◆ DATA ROWS
....................
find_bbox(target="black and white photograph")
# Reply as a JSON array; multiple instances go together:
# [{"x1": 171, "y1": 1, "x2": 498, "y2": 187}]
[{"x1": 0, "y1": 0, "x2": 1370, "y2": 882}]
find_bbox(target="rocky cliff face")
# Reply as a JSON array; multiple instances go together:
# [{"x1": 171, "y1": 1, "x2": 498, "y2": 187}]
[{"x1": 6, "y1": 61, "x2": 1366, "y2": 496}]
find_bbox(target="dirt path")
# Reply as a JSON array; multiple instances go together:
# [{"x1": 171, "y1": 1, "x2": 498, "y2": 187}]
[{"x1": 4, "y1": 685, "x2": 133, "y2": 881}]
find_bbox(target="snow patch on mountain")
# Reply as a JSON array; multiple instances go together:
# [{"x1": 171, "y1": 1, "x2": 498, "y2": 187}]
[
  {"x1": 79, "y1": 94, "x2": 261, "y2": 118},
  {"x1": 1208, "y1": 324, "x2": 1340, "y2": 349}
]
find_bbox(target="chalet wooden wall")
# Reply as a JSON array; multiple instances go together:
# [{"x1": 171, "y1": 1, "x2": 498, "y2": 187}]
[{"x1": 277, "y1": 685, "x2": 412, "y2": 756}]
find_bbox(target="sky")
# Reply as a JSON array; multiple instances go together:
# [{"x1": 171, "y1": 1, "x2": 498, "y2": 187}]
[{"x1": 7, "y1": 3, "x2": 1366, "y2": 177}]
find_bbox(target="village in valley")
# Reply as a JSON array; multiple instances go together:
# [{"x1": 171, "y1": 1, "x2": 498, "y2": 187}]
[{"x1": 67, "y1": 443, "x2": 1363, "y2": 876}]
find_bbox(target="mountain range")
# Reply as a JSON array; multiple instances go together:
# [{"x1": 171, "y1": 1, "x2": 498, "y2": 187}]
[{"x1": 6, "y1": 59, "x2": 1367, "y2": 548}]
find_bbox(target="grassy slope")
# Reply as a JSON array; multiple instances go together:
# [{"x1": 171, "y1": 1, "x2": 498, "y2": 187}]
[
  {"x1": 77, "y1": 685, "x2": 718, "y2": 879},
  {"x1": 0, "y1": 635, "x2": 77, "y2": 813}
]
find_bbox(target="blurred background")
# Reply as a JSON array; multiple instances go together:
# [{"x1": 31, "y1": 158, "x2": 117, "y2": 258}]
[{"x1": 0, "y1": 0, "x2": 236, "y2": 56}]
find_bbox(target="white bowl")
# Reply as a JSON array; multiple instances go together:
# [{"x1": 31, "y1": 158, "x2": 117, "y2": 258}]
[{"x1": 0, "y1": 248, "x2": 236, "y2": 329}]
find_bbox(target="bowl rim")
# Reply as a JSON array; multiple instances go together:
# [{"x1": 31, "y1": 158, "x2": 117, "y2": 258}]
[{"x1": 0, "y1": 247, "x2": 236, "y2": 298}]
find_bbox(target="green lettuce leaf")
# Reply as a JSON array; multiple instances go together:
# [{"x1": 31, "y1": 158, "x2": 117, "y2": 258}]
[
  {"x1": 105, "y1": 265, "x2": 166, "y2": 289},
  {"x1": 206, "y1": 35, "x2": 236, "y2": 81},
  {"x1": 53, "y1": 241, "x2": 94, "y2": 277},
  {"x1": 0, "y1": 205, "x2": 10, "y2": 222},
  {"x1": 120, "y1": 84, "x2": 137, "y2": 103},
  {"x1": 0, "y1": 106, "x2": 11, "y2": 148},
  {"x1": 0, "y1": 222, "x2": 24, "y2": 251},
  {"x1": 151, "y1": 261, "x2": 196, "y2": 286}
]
....................
◆ WHAT IS ASKED
Pull out every line of the records above that contains the word "bowl".

◆ ANSWER TO THE PROBLEM
find_bbox(target="white bowl")
find_bbox(target="bowl rim")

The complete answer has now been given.